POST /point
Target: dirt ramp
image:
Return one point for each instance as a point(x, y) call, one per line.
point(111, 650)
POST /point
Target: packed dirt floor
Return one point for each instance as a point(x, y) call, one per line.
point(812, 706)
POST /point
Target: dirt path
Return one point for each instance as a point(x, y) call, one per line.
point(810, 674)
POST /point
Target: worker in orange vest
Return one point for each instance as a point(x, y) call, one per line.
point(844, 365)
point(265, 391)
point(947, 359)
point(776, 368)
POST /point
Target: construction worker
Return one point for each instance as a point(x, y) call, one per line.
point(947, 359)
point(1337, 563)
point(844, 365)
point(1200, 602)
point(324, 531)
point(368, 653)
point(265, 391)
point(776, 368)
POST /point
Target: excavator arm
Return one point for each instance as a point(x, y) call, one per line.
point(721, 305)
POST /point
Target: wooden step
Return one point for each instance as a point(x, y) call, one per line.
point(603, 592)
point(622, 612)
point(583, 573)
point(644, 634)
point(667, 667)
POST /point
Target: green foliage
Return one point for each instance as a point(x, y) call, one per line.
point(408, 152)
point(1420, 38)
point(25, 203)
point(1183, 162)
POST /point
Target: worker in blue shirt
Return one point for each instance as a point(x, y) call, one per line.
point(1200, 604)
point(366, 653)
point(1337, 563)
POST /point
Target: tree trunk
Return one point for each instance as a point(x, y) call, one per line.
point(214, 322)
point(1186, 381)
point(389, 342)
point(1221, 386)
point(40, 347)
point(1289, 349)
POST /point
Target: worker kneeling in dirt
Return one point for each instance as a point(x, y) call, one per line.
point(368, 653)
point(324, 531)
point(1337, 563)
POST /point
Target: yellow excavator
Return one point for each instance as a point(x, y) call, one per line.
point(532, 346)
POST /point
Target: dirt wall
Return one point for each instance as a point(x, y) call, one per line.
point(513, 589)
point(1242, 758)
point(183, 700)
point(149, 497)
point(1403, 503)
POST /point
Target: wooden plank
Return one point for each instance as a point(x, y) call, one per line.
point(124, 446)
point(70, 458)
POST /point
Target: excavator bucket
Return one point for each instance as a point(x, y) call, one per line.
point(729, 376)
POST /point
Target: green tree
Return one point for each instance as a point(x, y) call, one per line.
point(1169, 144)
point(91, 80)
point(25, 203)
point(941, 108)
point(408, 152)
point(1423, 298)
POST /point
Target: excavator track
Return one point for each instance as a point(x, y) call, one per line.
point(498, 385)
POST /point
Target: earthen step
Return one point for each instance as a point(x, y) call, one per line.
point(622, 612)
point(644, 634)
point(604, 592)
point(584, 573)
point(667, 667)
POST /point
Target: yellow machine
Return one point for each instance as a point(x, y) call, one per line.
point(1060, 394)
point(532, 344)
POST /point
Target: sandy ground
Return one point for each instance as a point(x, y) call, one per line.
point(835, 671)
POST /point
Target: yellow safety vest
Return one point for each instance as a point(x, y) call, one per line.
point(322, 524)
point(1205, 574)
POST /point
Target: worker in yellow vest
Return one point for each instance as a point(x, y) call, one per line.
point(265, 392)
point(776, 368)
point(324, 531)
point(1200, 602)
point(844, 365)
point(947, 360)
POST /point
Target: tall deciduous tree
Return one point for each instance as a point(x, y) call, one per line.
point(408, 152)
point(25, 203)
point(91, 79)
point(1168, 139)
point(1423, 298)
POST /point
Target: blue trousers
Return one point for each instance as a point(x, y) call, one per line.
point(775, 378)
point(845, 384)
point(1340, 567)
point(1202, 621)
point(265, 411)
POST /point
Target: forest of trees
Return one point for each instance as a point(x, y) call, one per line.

# # # # #

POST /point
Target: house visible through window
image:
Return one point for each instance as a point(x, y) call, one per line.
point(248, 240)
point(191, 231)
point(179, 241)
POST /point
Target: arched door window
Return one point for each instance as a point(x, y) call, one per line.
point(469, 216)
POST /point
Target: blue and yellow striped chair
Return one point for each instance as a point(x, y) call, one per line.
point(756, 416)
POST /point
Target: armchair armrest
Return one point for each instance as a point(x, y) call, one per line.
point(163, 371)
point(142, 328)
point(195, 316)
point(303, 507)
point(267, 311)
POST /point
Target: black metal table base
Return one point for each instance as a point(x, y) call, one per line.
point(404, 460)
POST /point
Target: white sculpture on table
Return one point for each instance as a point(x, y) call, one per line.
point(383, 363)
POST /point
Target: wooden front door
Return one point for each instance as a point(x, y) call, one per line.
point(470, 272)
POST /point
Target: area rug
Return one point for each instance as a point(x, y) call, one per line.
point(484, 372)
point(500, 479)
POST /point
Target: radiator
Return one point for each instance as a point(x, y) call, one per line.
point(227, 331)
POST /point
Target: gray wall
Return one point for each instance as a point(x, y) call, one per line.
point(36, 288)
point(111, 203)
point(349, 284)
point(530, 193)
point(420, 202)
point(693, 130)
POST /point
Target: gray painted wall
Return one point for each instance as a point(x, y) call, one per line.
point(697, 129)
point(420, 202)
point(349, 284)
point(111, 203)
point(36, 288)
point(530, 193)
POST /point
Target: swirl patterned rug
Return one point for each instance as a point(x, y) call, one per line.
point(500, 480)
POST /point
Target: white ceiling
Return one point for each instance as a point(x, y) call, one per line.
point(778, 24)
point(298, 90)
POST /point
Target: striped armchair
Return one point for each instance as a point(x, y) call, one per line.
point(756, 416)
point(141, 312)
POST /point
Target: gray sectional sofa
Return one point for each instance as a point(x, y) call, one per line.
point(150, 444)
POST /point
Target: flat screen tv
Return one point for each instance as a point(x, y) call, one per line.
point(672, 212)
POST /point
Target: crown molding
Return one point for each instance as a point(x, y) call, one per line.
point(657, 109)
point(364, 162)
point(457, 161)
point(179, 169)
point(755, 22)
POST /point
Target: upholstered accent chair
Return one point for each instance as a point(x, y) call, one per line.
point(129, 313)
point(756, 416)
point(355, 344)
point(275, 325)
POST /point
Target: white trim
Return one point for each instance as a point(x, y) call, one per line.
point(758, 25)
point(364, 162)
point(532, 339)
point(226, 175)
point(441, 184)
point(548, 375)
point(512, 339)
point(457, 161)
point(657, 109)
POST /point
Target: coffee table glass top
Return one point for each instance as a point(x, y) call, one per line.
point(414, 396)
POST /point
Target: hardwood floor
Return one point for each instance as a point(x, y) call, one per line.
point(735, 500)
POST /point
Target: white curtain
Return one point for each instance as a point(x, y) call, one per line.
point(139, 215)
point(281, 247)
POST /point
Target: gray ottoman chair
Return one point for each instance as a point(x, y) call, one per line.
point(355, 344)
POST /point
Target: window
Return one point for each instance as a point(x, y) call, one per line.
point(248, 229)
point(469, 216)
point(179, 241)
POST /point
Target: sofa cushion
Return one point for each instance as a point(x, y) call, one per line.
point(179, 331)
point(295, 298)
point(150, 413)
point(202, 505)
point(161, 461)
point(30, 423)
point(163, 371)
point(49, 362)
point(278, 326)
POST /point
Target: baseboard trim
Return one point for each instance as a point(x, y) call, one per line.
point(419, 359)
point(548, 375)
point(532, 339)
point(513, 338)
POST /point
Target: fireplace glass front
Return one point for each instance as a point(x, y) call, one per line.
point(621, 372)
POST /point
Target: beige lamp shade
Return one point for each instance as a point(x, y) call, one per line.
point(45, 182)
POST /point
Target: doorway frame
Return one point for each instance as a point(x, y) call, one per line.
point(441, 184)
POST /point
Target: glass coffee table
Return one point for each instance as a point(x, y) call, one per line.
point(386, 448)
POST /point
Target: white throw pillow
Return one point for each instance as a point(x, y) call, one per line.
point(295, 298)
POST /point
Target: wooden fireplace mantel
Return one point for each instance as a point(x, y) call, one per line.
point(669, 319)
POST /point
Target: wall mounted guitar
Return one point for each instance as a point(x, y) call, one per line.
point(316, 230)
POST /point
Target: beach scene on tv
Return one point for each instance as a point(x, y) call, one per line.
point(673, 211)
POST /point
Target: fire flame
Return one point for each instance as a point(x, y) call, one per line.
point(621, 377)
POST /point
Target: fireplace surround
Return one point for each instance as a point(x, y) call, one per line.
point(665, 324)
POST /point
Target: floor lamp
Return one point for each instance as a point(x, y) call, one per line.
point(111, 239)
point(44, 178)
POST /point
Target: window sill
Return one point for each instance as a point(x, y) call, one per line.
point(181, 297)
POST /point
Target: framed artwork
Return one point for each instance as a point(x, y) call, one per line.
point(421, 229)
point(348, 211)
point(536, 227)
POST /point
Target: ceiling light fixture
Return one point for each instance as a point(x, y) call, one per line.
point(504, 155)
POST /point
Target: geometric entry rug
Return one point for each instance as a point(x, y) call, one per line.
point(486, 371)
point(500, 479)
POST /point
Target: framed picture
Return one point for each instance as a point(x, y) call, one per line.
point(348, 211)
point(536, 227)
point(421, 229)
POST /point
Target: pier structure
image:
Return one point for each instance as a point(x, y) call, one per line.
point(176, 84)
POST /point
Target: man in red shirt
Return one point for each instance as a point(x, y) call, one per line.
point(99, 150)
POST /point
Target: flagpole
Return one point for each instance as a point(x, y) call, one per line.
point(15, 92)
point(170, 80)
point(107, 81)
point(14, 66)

# # # # #

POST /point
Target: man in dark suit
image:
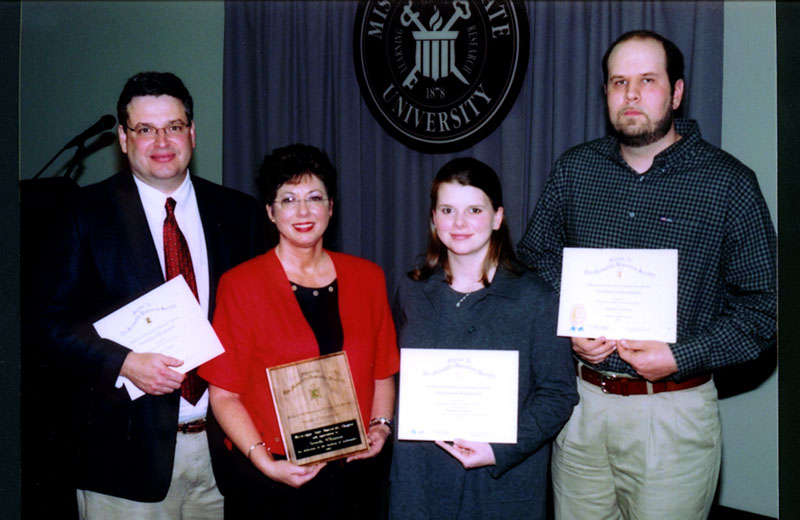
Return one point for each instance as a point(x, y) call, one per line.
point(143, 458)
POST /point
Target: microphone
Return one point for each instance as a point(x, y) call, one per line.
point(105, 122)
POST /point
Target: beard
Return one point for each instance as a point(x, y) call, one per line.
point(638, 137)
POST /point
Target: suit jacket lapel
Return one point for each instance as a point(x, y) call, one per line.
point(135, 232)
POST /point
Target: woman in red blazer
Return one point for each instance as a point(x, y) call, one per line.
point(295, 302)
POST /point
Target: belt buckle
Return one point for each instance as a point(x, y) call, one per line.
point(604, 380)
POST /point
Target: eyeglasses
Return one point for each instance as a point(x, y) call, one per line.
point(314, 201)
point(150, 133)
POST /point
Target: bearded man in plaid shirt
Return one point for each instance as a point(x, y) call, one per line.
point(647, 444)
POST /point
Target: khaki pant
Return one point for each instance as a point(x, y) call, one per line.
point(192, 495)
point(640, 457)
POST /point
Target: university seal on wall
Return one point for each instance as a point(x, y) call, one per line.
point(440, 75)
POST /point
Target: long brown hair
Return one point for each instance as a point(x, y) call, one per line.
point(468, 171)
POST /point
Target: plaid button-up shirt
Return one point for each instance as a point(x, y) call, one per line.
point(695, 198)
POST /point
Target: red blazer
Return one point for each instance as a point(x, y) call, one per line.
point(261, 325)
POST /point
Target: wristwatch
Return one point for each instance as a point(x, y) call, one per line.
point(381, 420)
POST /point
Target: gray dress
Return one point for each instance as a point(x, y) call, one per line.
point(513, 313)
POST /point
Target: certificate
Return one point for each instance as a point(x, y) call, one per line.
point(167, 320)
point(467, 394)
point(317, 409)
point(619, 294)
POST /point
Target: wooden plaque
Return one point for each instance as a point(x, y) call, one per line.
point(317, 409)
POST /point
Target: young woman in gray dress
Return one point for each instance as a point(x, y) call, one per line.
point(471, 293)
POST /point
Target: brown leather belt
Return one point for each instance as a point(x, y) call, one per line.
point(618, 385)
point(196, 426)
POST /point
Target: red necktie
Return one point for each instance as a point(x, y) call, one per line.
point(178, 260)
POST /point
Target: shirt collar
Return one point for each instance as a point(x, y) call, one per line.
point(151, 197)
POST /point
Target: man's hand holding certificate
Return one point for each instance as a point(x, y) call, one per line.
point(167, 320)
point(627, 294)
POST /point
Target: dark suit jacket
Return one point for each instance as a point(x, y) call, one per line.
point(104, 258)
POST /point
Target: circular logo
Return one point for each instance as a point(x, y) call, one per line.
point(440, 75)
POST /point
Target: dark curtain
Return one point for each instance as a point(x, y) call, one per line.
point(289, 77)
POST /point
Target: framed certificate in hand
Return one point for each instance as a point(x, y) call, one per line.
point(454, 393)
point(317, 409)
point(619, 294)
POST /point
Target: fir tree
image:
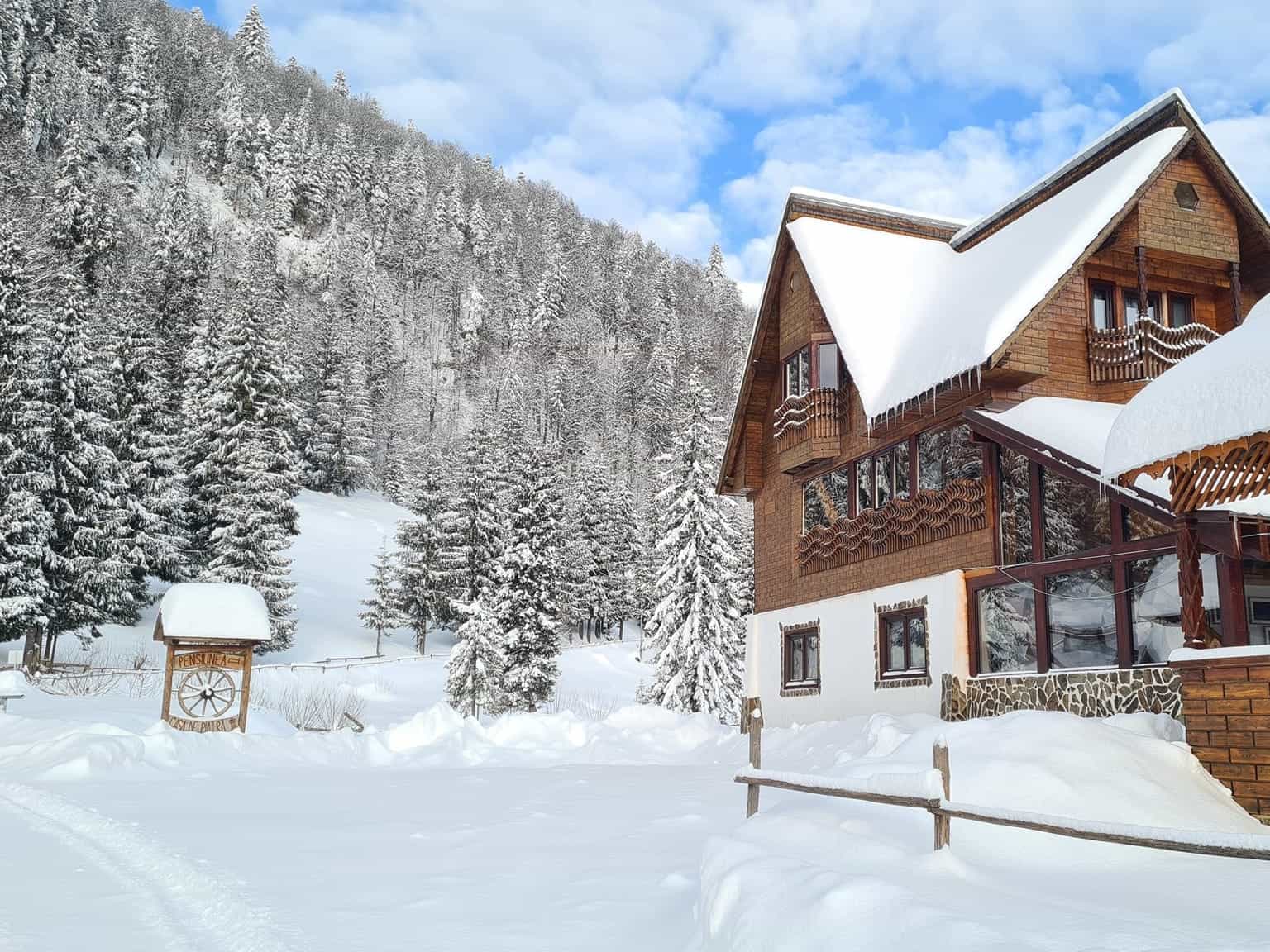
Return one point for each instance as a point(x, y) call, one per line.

# # # # #

Task description: Which lines above hold the word "blue"? Copy each of them.

Your solution:
Target: worker in blue shirt
Target: blue trousers
Target: blue and yellow striped chair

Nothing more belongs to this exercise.